> What to produce: Each entry must appear again exactly as it does in the source.

> Provided records:
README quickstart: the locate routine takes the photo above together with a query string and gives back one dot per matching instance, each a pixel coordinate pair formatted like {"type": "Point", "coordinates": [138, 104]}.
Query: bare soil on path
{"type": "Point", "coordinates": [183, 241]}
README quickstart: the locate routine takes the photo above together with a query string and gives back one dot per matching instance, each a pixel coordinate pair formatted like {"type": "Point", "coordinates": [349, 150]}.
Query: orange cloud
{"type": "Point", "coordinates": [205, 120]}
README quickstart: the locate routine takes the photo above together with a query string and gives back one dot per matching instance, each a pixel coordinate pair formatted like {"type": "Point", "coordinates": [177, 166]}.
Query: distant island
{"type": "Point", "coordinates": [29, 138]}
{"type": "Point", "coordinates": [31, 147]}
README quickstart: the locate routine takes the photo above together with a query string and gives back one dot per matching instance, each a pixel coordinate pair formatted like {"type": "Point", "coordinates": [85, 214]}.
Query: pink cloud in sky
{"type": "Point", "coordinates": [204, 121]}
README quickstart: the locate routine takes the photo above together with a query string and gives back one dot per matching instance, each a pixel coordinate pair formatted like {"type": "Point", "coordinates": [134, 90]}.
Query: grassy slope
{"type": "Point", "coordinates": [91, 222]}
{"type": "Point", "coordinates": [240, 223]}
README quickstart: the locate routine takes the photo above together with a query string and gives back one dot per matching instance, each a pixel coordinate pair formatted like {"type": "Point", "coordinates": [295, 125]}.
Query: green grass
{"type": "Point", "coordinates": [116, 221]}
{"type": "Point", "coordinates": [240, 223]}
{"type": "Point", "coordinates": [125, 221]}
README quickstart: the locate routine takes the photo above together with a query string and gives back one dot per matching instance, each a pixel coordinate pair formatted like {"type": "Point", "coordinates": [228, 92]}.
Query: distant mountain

> Task response:
README quickstart: the locate routine takes the photo above together with a query string and gives back one dot per matching instance, each a pixel coordinate pair formatted like {"type": "Point", "coordinates": [138, 104]}.
Query: bare soil on path
{"type": "Point", "coordinates": [183, 241]}
README quickstart: the locate routine takes the photo above together with a query string and gives back one dot per matching instance, each a pixel coordinate pair formatted like {"type": "Point", "coordinates": [349, 150]}.
Query: orange cloud
{"type": "Point", "coordinates": [205, 120]}
README quickstart: the locate routine takes the photo above together with a query string and gives back one dot per matching instance, each a pixel coordinate pair formatted like {"type": "Point", "coordinates": [177, 166]}.
Query: distant island
{"type": "Point", "coordinates": [29, 138]}
{"type": "Point", "coordinates": [31, 147]}
README quickstart: the locate routine takes the photo above together with a query string and gives back one dot per matching instance, each a pixel coordinate pair formatted like {"type": "Point", "coordinates": [85, 214]}.
Query: pink cloud in sky
{"type": "Point", "coordinates": [204, 121]}
README quickstart: the locate routine takes the photo above together with a query string and gives back one dot per matching instance, each a pixel coordinate pair formatted like {"type": "Point", "coordinates": [134, 90]}.
Query: grassy slope
{"type": "Point", "coordinates": [91, 222]}
{"type": "Point", "coordinates": [240, 223]}
README quickstart: the locate routine takes the photo above together with a query string and gives back one dot per matching instance, each a pixel coordinate pair formatted like {"type": "Point", "coordinates": [295, 125]}.
Query: green grass
{"type": "Point", "coordinates": [116, 221]}
{"type": "Point", "coordinates": [240, 223]}
{"type": "Point", "coordinates": [125, 221]}
README quickstart: the locate routine takes the photo above together with a query string and gives back one dot per matching instance, each a pixel coordinate pair formatted like {"type": "Point", "coordinates": [228, 92]}.
Query: distant mountain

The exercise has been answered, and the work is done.